____ Given entries

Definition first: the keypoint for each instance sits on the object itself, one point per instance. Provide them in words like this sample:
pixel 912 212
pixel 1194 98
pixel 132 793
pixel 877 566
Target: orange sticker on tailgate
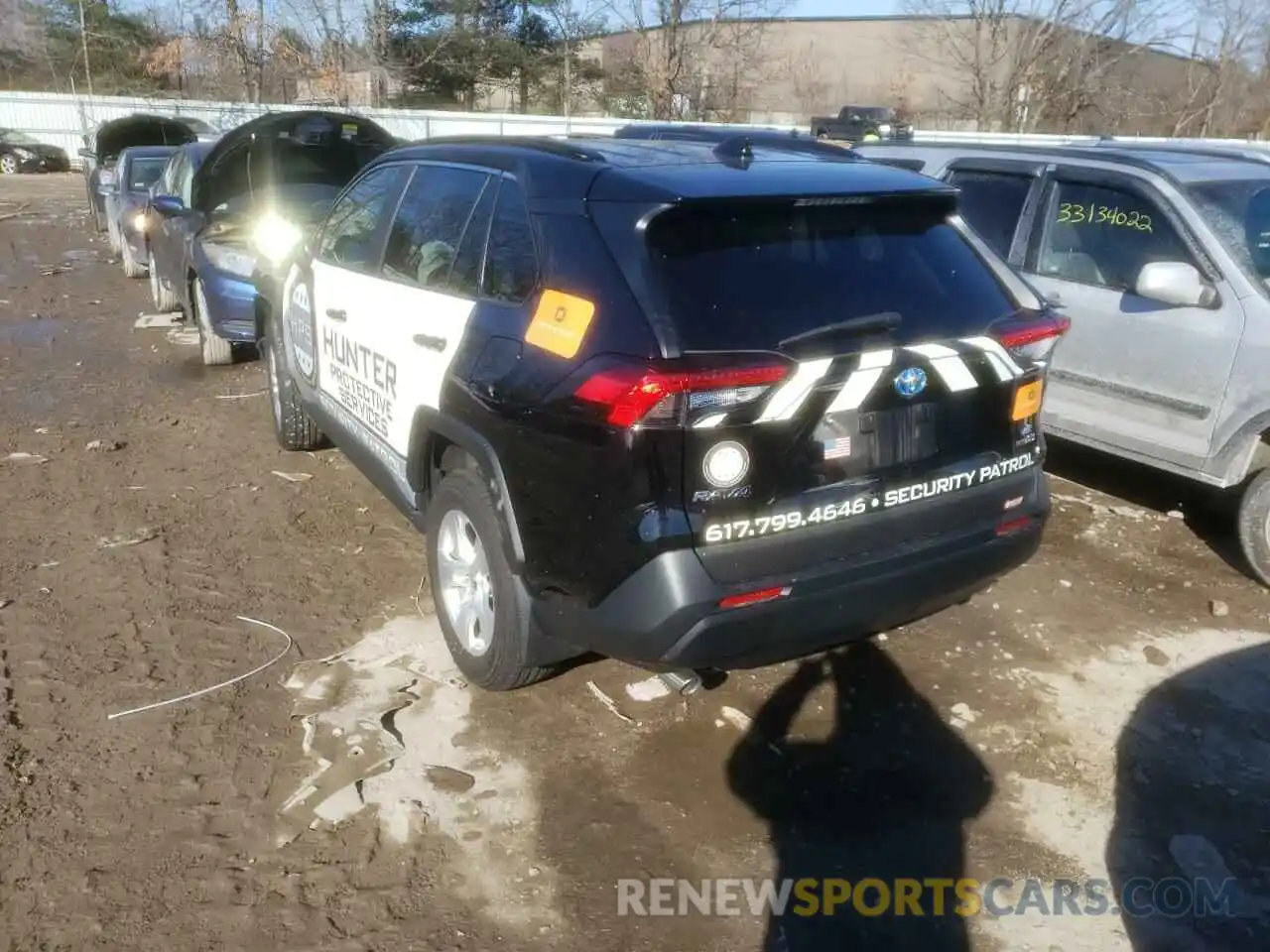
pixel 1026 402
pixel 561 322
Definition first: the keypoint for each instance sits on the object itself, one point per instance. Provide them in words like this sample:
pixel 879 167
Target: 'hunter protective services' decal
pixel 771 524
pixel 365 380
pixel 299 318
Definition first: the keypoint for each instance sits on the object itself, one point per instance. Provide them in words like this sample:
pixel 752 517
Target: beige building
pixel 951 72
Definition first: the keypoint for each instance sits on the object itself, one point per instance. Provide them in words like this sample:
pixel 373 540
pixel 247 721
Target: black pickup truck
pixel 856 123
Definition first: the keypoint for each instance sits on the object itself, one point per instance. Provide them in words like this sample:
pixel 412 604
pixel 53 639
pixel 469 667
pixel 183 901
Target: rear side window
pixel 143 173
pixel 992 202
pixel 1103 235
pixel 348 236
pixel 511 263
pixel 751 276
pixel 429 227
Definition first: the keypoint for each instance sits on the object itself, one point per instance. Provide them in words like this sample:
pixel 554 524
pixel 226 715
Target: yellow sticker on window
pixel 1026 402
pixel 561 322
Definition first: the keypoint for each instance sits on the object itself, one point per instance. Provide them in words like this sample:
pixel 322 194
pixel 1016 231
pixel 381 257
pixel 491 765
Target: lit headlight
pixel 275 238
pixel 223 258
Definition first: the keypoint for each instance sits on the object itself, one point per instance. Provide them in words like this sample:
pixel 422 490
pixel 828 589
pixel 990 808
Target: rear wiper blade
pixel 867 324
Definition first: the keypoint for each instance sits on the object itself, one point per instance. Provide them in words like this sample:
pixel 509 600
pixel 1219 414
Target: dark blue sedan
pixel 126 198
pixel 255 194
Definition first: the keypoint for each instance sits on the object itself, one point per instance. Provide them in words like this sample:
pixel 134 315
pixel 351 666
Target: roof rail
pixel 562 148
pixel 738 149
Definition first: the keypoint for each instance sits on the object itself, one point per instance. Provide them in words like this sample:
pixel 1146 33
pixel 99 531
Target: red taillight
pixel 753 598
pixel 633 395
pixel 1032 339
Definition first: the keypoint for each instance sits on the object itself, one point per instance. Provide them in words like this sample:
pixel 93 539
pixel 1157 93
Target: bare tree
pixel 1055 63
pixel 675 49
pixel 808 81
pixel 1220 80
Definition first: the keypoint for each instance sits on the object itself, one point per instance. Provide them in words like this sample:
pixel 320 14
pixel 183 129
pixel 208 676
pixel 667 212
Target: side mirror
pixel 168 206
pixel 1175 284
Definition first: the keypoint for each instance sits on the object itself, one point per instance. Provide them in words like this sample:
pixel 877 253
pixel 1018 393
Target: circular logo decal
pixel 911 382
pixel 725 463
pixel 302 333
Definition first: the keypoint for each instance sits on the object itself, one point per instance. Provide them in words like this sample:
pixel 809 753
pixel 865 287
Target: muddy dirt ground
pixel 1098 714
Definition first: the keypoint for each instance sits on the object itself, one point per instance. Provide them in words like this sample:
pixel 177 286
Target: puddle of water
pixel 31 331
pixel 389 712
pixel 178 372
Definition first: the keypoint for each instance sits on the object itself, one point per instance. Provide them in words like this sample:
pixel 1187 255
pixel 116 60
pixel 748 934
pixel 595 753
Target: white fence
pixel 62 119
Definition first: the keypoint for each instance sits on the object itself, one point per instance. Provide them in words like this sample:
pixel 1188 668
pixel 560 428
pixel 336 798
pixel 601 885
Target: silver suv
pixel 1161 258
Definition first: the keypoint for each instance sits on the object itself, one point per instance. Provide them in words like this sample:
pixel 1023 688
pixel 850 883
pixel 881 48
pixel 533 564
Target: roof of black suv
pixel 1182 166
pixel 668 171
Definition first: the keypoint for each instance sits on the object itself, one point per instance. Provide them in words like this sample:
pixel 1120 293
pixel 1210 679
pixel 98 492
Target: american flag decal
pixel 837 448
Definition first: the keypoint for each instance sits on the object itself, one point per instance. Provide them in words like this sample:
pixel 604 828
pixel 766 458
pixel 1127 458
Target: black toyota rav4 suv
pixel 693 405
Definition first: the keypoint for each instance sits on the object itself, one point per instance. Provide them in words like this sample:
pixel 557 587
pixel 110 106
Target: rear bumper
pixel 231 307
pixel 668 612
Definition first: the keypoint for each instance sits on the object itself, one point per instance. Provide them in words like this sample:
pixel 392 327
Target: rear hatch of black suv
pixel 849 377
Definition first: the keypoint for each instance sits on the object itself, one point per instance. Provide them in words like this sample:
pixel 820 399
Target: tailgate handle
pixel 430 341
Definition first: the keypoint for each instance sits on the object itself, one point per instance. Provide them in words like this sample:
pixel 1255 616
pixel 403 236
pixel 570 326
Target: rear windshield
pixel 747 277
pixel 143 173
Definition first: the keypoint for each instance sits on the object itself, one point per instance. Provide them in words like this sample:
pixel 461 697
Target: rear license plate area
pixel 861 443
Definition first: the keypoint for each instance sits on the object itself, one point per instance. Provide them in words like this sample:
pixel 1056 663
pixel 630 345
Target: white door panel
pixel 425 329
pixel 390 353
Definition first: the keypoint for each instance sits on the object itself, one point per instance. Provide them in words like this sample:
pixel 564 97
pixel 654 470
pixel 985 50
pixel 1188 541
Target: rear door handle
pixel 430 341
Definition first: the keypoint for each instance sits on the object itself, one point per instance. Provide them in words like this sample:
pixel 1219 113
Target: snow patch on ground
pixel 390 714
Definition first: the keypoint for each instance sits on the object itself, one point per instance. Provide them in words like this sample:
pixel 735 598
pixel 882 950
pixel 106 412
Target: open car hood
pixel 112 137
pixel 286 149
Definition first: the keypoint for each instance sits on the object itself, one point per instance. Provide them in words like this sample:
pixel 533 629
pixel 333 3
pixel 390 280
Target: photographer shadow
pixel 1188 855
pixel 883 798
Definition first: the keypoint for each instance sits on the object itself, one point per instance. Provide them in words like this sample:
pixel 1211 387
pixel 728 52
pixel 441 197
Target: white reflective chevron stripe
pixel 1003 361
pixel 949 365
pixel 786 402
pixel 861 382
pixel 871 359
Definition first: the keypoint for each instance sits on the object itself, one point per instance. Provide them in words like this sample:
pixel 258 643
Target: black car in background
pixel 102 148
pixel 21 153
pixel 861 123
pixel 790 140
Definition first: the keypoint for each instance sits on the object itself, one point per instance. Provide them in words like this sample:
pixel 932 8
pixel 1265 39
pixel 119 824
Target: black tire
pixel 294 428
pixel 1254 524
pixel 132 268
pixel 166 299
pixel 217 352
pixel 503 665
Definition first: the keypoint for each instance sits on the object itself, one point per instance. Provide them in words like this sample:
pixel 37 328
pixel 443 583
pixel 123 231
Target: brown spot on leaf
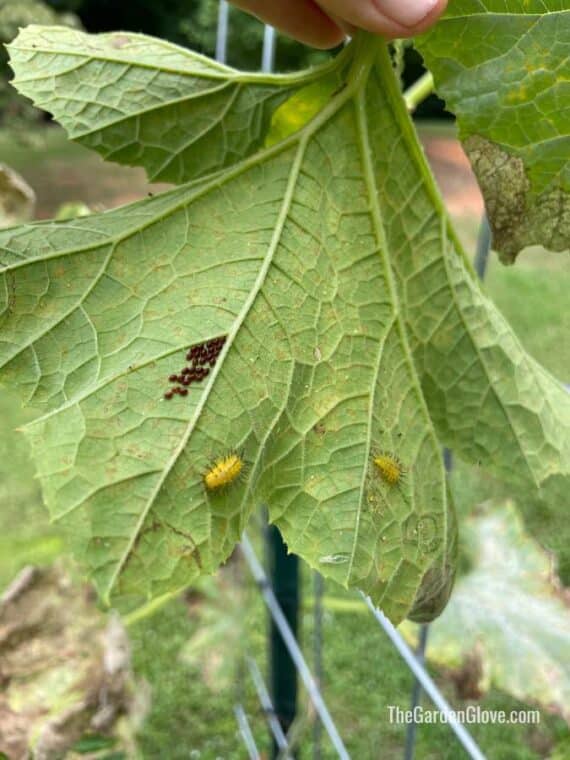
pixel 519 217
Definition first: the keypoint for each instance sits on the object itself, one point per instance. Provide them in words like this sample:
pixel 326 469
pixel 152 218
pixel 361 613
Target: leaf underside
pixel 352 326
pixel 502 68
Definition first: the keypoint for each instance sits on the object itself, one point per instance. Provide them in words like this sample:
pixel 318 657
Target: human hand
pixel 326 23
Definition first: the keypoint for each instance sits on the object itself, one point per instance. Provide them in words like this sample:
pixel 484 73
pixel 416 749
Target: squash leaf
pixel 320 285
pixel 502 68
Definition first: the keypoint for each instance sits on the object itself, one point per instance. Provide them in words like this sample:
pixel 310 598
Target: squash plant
pixel 295 323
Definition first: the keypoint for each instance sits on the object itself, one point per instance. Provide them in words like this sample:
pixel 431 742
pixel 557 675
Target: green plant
pixel 308 234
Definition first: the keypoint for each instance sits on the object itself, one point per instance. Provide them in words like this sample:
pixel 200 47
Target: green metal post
pixel 284 575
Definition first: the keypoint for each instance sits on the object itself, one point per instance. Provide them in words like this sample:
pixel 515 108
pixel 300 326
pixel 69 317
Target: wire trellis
pixel 414 661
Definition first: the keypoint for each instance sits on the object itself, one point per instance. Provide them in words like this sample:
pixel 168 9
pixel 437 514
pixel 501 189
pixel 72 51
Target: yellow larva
pixel 223 472
pixel 390 468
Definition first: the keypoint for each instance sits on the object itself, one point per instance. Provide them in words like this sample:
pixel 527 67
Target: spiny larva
pixel 390 468
pixel 223 472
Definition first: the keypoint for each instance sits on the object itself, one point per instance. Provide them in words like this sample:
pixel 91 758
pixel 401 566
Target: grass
pixel 363 673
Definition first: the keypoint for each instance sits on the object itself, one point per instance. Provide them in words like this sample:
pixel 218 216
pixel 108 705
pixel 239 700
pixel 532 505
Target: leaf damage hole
pixel 202 357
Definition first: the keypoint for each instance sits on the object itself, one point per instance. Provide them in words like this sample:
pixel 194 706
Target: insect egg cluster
pixel 201 358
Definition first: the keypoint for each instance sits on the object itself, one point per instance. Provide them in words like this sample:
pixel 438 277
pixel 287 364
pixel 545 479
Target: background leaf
pixel 507 619
pixel 502 69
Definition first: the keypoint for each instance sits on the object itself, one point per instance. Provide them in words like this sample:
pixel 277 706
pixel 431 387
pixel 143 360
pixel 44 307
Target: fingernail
pixel 406 12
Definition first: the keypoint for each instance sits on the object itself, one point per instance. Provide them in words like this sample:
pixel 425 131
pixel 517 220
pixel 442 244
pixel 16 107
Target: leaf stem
pixel 419 91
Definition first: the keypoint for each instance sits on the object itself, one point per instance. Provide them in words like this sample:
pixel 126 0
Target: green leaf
pixel 507 619
pixel 149 103
pixel 489 400
pixel 326 261
pixel 502 68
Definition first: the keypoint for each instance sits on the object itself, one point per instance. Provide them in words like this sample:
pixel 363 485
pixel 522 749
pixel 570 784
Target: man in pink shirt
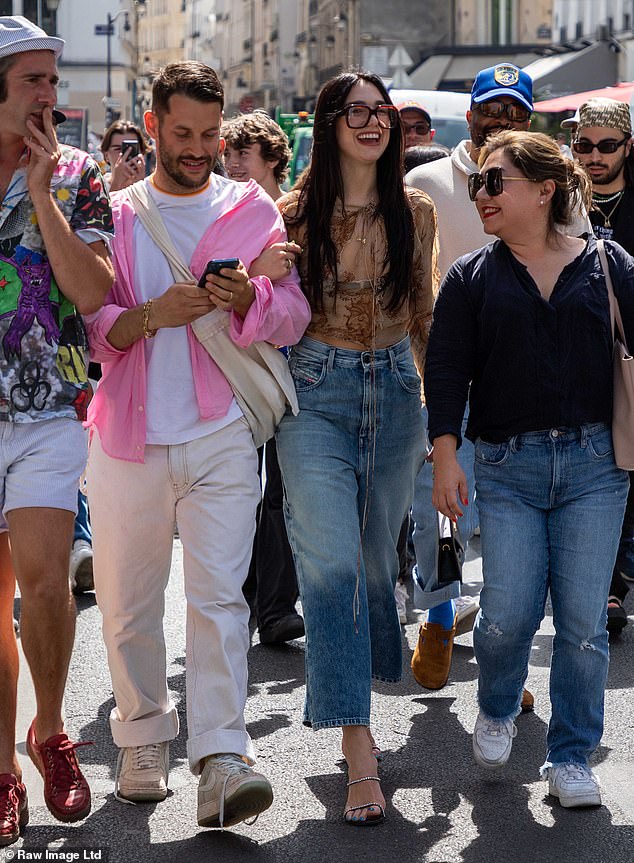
pixel 171 445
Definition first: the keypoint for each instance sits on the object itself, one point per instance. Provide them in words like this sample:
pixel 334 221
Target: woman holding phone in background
pixel 126 163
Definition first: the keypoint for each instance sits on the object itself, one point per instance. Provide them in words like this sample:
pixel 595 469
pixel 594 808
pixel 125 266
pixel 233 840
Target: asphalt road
pixel 442 808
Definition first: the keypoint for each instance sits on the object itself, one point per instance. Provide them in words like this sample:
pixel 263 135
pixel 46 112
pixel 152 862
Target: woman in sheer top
pixel 349 458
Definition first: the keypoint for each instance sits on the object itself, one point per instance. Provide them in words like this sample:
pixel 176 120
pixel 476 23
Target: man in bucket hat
pixel 55 222
pixel 603 145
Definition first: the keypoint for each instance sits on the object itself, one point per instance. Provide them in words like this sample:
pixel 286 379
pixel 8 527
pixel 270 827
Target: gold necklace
pixel 606 218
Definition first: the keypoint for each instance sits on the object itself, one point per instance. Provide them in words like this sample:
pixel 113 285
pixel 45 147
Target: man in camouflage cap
pixel 603 144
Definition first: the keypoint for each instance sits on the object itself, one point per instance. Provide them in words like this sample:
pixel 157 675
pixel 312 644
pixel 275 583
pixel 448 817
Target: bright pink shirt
pixel 279 315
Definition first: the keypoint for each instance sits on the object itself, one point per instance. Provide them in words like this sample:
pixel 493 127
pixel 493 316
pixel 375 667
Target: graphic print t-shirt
pixel 43 345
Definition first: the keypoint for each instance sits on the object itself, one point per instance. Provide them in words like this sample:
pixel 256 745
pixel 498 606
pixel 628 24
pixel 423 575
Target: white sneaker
pixel 492 741
pixel 467 608
pixel 142 772
pixel 574 785
pixel 80 569
pixel 401 597
pixel 230 791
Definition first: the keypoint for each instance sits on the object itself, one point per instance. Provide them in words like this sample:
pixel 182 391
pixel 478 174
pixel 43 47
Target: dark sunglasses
pixel 418 128
pixel 493 182
pixel 358 116
pixel 586 147
pixel 515 113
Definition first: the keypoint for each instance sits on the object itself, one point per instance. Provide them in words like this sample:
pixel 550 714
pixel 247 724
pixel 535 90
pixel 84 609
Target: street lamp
pixel 52 6
pixel 110 19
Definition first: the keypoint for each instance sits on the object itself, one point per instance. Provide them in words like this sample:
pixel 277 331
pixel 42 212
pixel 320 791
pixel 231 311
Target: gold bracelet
pixel 147 332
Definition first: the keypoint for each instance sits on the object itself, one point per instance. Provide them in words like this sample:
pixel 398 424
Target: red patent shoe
pixel 14 808
pixel 66 792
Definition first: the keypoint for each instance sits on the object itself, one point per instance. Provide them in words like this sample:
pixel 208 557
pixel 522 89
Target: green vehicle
pixel 299 130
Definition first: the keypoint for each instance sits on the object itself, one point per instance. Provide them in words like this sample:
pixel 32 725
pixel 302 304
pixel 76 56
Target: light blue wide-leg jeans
pixel 348 462
pixel 551 506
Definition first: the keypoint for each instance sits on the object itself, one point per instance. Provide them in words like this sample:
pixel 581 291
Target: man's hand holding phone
pixel 228 284
pixel 129 167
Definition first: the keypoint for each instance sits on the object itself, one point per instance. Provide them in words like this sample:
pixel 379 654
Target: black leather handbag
pixel 450 552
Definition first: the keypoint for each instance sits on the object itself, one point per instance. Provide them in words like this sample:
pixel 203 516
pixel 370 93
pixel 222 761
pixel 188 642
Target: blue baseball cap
pixel 505 79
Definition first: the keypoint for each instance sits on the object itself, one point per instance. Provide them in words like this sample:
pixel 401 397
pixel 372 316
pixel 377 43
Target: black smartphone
pixel 130 148
pixel 213 268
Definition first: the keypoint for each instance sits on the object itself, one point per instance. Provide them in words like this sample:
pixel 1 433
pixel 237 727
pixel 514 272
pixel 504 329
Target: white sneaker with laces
pixel 467 608
pixel 492 741
pixel 80 568
pixel 142 772
pixel 401 597
pixel 230 791
pixel 574 785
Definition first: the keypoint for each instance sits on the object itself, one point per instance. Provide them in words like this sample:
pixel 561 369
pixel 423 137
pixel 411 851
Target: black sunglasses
pixel 358 116
pixel 417 128
pixel 493 182
pixel 515 113
pixel 586 147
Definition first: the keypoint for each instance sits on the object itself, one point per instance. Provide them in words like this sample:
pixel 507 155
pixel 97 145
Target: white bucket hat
pixel 18 34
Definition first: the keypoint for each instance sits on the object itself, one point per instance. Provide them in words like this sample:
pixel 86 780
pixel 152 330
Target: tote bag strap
pixel 151 219
pixel 615 312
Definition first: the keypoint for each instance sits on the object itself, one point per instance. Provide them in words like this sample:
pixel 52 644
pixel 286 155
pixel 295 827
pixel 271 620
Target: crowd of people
pixel 483 272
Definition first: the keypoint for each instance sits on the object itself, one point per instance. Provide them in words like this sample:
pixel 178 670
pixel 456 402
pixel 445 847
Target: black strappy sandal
pixel 364 822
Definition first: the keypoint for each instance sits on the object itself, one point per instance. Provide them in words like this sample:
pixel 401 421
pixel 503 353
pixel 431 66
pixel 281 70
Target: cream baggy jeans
pixel 210 488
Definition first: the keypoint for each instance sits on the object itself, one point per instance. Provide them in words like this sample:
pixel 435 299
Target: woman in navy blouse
pixel 522 328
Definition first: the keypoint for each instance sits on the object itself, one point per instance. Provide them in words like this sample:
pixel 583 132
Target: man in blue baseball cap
pixel 501 98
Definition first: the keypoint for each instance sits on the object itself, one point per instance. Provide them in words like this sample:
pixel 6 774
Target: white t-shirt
pixel 172 415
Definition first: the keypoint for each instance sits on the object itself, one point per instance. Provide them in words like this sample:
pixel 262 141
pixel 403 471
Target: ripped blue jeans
pixel 551 506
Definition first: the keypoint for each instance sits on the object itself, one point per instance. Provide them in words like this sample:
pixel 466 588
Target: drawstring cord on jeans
pixel 372 418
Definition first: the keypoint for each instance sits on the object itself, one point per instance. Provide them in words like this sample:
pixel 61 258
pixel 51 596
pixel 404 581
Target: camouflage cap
pixel 605 112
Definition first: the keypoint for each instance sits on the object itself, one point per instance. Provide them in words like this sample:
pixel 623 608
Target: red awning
pixel 620 92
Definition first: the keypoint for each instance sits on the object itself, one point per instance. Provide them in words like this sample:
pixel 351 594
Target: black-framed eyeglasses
pixel 358 115
pixel 494 110
pixel 585 147
pixel 417 128
pixel 493 182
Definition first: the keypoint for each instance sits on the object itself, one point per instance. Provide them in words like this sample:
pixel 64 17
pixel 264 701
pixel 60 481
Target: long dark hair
pixel 323 185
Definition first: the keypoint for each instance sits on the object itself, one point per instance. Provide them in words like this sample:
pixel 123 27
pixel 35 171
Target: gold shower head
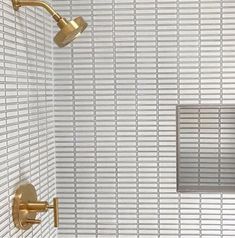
pixel 69 30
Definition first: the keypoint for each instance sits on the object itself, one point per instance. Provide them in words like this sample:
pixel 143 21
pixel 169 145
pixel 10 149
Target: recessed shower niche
pixel 206 148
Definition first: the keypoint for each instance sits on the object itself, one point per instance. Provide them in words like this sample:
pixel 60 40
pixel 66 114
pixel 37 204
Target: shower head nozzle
pixel 69 30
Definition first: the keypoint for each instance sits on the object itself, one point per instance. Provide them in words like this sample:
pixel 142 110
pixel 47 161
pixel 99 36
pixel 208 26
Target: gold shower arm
pixel 69 30
pixel 36 3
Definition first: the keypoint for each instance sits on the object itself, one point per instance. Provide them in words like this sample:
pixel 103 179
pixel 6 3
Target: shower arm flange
pixel 37 3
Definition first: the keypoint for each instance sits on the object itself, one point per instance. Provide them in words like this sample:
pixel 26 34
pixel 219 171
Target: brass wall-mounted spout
pixel 25 207
pixel 69 30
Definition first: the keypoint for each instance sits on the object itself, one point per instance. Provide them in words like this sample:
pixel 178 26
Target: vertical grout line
pixel 157 118
pixel 221 102
pixel 178 103
pixel 199 111
pixel 95 125
pixel 136 117
pixel 116 116
pixel 74 129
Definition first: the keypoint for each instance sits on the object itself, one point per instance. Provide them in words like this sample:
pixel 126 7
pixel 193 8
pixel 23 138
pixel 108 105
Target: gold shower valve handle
pixel 25 207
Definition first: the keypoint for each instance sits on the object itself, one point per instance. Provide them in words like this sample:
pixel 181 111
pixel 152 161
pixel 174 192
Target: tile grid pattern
pixel 135 63
pixel 206 148
pixel 27 118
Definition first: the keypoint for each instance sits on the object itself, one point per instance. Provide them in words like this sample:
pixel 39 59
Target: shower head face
pixel 70 31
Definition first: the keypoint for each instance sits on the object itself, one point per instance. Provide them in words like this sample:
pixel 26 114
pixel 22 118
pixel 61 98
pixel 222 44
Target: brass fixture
pixel 25 207
pixel 69 30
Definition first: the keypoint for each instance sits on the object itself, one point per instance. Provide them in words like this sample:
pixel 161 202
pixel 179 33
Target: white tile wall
pixel 116 92
pixel 26 118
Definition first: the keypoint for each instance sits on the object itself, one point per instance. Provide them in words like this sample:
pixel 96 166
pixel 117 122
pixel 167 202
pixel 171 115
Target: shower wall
pixel 116 91
pixel 27 119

________

■ Directions for this task
Please copy the lines in the records above between the one holding "pixel 881 48" and the one holding "pixel 630 345", inclusive, exactly and with no other line.

■ Exercise response
pixel 881 48
pixel 533 564
Target: roof of black suv
pixel 1182 166
pixel 668 171
Definition first: the keypoint for each instance sits on the object itself, one point per instance. Provide them in words like this sample:
pixel 1120 293
pixel 1210 679
pixel 98 492
Target: american flag decal
pixel 837 448
Definition first: the keypoint for each instance sits on the object itself, one point per instance. Provide them in words like this sample:
pixel 604 828
pixel 766 458
pixel 1127 458
Target: black toyota rav4 suv
pixel 693 405
Definition first: the keypoint for each instance sits on the object itself, one point per instance. Provide them in words like this sample:
pixel 557 587
pixel 110 106
Target: rear bumper
pixel 231 307
pixel 668 612
Definition first: the keypoint for each instance sits on the object itself, one point per instance. Provide them in words like this sample:
pixel 392 327
Target: rear hatch of black suv
pixel 849 377
Definition first: the keypoint for each instance sits on the object itself, one point per instance. Provide them in words like this sample:
pixel 820 399
Target: tailgate handle
pixel 430 341
Definition first: the keypoint for each instance sits on the object itself, one point per instance. Provide them in words like this sample:
pixel 1255 616
pixel 403 236
pixel 570 326
Target: rear windshield
pixel 747 277
pixel 143 173
Definition first: the keypoint for each instance sits on the object itself, one point per instance. Provide them in words like this sample:
pixel 461 697
Target: rear license plate area
pixel 861 443
Definition first: the keypoint for each instance sits on the object itself, one point per instance. Provide them in words like this sample:
pixel 1056 663
pixel 630 345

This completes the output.